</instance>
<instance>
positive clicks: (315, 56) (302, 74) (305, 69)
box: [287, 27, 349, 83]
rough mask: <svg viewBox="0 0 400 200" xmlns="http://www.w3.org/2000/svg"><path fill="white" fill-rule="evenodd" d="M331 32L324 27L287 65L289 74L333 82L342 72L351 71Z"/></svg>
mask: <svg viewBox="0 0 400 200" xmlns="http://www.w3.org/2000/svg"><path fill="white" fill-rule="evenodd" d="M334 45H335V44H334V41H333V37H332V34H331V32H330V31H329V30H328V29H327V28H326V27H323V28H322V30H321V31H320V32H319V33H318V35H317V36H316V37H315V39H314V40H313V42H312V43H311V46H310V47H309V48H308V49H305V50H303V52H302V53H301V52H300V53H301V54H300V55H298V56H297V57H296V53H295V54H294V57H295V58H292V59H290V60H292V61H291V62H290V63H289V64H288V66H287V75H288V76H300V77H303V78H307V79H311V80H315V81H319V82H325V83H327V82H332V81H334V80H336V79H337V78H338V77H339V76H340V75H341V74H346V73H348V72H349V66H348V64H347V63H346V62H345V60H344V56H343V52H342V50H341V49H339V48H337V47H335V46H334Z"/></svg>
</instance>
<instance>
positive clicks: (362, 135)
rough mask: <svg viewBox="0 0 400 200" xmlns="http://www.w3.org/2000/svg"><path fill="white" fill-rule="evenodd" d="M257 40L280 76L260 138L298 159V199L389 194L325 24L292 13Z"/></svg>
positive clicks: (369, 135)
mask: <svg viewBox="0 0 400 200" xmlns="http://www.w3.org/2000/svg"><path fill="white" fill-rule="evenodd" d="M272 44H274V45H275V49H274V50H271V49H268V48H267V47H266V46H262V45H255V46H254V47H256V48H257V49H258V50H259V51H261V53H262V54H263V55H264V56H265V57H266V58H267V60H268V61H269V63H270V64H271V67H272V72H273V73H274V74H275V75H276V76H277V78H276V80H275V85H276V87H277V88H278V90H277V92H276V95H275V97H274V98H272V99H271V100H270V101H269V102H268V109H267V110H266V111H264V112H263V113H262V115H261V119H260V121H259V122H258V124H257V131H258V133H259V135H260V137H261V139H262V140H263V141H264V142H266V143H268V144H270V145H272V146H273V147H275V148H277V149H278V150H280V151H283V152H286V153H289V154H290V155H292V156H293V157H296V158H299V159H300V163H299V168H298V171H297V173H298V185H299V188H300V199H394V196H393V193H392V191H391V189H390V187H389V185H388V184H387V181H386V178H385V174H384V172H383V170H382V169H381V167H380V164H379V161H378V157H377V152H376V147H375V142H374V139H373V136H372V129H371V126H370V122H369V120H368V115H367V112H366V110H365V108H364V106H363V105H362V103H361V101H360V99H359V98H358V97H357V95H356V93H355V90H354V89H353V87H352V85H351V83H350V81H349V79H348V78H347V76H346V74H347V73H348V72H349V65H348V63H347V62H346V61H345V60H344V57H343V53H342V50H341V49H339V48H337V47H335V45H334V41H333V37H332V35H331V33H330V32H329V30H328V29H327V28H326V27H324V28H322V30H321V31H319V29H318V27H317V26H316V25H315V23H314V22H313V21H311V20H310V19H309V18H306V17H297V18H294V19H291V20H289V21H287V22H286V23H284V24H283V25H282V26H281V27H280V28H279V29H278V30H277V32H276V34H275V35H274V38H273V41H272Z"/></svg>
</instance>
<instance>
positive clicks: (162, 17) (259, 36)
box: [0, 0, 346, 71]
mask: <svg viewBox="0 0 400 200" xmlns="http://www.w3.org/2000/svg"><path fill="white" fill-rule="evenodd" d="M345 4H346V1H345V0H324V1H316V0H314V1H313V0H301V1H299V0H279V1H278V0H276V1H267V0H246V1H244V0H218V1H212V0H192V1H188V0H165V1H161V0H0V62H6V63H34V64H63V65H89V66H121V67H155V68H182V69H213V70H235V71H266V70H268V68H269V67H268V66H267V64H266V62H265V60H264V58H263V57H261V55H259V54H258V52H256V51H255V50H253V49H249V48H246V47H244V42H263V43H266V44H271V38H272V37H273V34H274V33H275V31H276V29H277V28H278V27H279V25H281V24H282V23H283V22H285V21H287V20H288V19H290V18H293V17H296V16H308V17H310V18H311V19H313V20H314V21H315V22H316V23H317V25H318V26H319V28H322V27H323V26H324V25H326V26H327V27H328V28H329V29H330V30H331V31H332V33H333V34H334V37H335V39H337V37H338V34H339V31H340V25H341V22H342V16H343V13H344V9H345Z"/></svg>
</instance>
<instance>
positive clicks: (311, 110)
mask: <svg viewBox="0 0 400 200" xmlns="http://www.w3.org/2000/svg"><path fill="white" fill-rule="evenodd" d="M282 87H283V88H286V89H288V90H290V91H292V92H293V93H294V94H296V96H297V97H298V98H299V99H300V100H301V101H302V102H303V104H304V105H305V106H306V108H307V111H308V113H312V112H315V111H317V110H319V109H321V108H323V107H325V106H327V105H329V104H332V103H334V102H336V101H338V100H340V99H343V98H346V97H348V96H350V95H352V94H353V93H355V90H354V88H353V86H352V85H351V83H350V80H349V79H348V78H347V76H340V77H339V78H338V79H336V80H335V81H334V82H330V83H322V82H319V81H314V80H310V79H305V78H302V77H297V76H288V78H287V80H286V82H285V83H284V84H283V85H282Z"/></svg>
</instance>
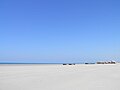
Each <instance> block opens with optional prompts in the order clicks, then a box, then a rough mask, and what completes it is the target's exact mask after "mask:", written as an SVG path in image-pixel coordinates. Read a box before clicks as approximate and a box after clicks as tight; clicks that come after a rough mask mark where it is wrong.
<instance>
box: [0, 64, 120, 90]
mask: <svg viewBox="0 0 120 90" xmlns="http://www.w3.org/2000/svg"><path fill="white" fill-rule="evenodd" d="M0 90H120V64H115V65H97V64H94V65H71V66H69V65H65V66H64V65H0Z"/></svg>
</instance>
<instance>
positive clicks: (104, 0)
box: [0, 0, 120, 63]
mask: <svg viewBox="0 0 120 90" xmlns="http://www.w3.org/2000/svg"><path fill="white" fill-rule="evenodd" d="M119 3H120V1H119V0H0V62H35V63H36V62H42V63H46V62H47V63H50V62H52V63H53V62H54V63H59V62H94V61H99V60H117V61H120V12H119V10H120V5H119Z"/></svg>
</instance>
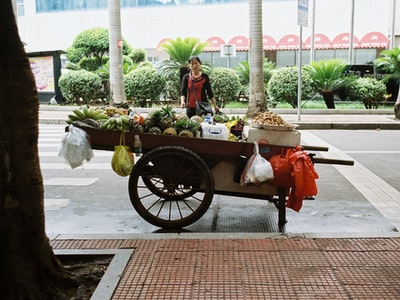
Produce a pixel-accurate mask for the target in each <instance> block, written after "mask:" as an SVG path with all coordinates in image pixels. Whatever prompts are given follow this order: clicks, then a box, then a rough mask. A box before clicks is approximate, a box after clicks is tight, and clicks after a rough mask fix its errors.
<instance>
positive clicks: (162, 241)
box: [52, 236, 400, 300]
mask: <svg viewBox="0 0 400 300" xmlns="http://www.w3.org/2000/svg"><path fill="white" fill-rule="evenodd" d="M52 245H53V247H54V248H55V249H127V248H131V249H135V252H134V253H133V255H132V257H131V260H130V261H129V263H128V265H127V266H126V268H125V272H124V274H123V276H122V277H121V279H120V282H119V284H118V286H117V288H116V290H115V292H114V296H113V298H112V299H130V300H131V299H174V300H175V299H176V300H178V299H185V300H187V299H400V285H399V283H400V238H340V239H339V238H317V239H310V238H308V239H305V238H294V237H290V238H288V237H285V236H282V237H281V238H267V239H197V238H193V239H164V240H160V239H154V240H141V239H115V240H107V239H105V240H95V239H93V240H92V239H82V240H79V239H73V240H72V239H71V240H67V239H65V240H62V239H61V240H53V241H52Z"/></svg>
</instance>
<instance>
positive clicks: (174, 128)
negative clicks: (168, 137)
mask: <svg viewBox="0 0 400 300" xmlns="http://www.w3.org/2000/svg"><path fill="white" fill-rule="evenodd" d="M163 134H164V135H174V136H176V135H178V134H177V133H176V130H175V128H174V127H169V128H167V129H165V130H164V131H163Z"/></svg>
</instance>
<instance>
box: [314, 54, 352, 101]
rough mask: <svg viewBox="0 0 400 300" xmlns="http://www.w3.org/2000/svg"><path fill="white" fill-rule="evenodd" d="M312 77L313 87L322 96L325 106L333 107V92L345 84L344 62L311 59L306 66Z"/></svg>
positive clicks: (341, 61) (333, 60)
mask: <svg viewBox="0 0 400 300" xmlns="http://www.w3.org/2000/svg"><path fill="white" fill-rule="evenodd" d="M306 67H307V69H308V71H309V72H310V76H311V78H312V86H313V88H314V89H315V90H316V91H317V92H318V93H319V94H321V96H322V97H323V98H324V101H325V105H326V107H327V108H330V109H334V108H335V101H334V94H335V92H337V91H338V90H339V89H341V88H343V87H344V86H345V84H346V81H347V80H346V78H345V77H344V76H343V72H344V70H345V68H346V63H345V62H344V61H342V60H339V59H327V60H320V61H313V62H311V64H310V65H308V66H306Z"/></svg>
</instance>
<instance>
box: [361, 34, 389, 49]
mask: <svg viewBox="0 0 400 300" xmlns="http://www.w3.org/2000/svg"><path fill="white" fill-rule="evenodd" d="M388 42H389V40H388V38H387V37H386V36H385V35H384V34H383V33H380V32H376V31H374V32H369V33H367V34H366V35H364V36H363V37H362V39H361V41H360V44H359V47H360V48H386V47H387V45H388Z"/></svg>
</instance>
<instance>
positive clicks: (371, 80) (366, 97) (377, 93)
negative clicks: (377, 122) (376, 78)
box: [346, 77, 386, 109]
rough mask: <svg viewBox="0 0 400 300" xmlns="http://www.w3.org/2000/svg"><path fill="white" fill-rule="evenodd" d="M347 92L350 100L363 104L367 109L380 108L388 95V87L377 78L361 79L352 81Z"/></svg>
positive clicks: (357, 79)
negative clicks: (384, 97)
mask: <svg viewBox="0 0 400 300" xmlns="http://www.w3.org/2000/svg"><path fill="white" fill-rule="evenodd" d="M346 91H347V93H348V96H349V98H350V100H352V101H361V102H363V103H364V106H365V108H366V109H371V108H378V105H379V102H380V101H382V100H383V99H384V96H385V94H386V85H385V84H384V83H383V82H382V81H380V80H378V79H376V78H370V77H360V78H357V79H356V80H354V81H352V82H351V83H350V84H349V85H348V86H347V87H346Z"/></svg>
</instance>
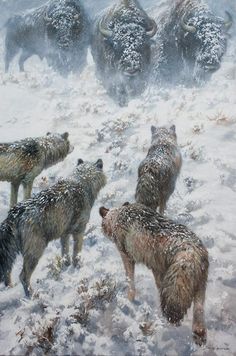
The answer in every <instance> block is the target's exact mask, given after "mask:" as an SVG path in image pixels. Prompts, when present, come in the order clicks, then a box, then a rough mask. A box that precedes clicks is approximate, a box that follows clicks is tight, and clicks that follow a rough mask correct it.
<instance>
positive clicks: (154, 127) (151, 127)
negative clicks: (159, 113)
mask: <svg viewBox="0 0 236 356" xmlns="http://www.w3.org/2000/svg"><path fill="white" fill-rule="evenodd" d="M156 132H157V128H156V126H153V125H152V126H151V133H152V135H154V134H155V133H156Z"/></svg>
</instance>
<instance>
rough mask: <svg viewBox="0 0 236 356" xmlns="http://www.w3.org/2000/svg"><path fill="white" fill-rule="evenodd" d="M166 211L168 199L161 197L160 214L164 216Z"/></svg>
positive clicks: (159, 207)
mask: <svg viewBox="0 0 236 356" xmlns="http://www.w3.org/2000/svg"><path fill="white" fill-rule="evenodd" d="M165 209H166V199H165V198H164V197H160V206H159V213H160V214H161V215H164V211H165Z"/></svg>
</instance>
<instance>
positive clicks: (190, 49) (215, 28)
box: [181, 12, 232, 81]
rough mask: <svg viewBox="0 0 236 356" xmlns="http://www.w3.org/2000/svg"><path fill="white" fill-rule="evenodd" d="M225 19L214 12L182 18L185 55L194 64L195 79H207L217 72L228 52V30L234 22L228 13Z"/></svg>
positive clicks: (181, 29)
mask: <svg viewBox="0 0 236 356" xmlns="http://www.w3.org/2000/svg"><path fill="white" fill-rule="evenodd" d="M228 17H229V18H228V20H227V21H224V20H223V19H221V18H218V17H216V16H214V15H212V14H209V13H204V12H202V13H201V12H200V13H199V14H197V15H194V16H192V17H188V18H187V16H183V17H182V19H181V31H182V33H183V36H182V44H181V45H182V51H183V57H184V58H185V59H186V60H187V61H188V62H190V63H192V64H193V67H194V69H193V71H194V79H196V80H197V81H199V80H201V79H205V78H206V77H207V76H208V75H210V74H211V73H213V72H215V71H216V70H217V69H218V68H219V67H220V63H221V59H222V57H223V55H224V53H225V52H226V45H227V30H228V29H229V27H230V26H231V24H232V18H231V16H230V15H229V14H228Z"/></svg>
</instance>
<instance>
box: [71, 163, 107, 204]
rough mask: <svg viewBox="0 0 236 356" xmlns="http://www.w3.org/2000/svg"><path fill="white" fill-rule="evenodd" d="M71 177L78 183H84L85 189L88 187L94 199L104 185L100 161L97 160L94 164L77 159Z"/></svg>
mask: <svg viewBox="0 0 236 356" xmlns="http://www.w3.org/2000/svg"><path fill="white" fill-rule="evenodd" d="M73 177H74V178H75V179H76V180H78V181H80V182H84V183H85V187H86V186H90V187H91V188H92V194H93V196H95V197H96V196H97V194H98V192H99V191H100V189H101V188H103V187H104V186H105V184H106V176H105V174H104V172H103V161H102V159H98V160H97V161H96V162H94V163H93V162H92V163H91V162H84V161H83V159H81V158H80V159H78V162H77V167H76V170H75V172H74V174H73Z"/></svg>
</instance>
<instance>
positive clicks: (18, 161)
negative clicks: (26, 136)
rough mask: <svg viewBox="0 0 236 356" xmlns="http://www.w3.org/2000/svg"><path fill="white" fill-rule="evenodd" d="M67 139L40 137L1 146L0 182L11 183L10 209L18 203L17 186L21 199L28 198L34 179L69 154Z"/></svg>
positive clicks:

### TASK GOAL
Copy the lines from the one containing "92L350 100L363 104L367" up to and including the one containing "positive clicks: (357, 79)", swapping "rough mask" for "coarse mask" and leaving everything else the same.

### FINISHED EXERCISE
coarse mask: <svg viewBox="0 0 400 300" xmlns="http://www.w3.org/2000/svg"><path fill="white" fill-rule="evenodd" d="M347 92L350 100L363 104L367 109L380 108L388 95V87L377 78L361 79L352 81Z"/></svg>
positive clicks: (357, 79)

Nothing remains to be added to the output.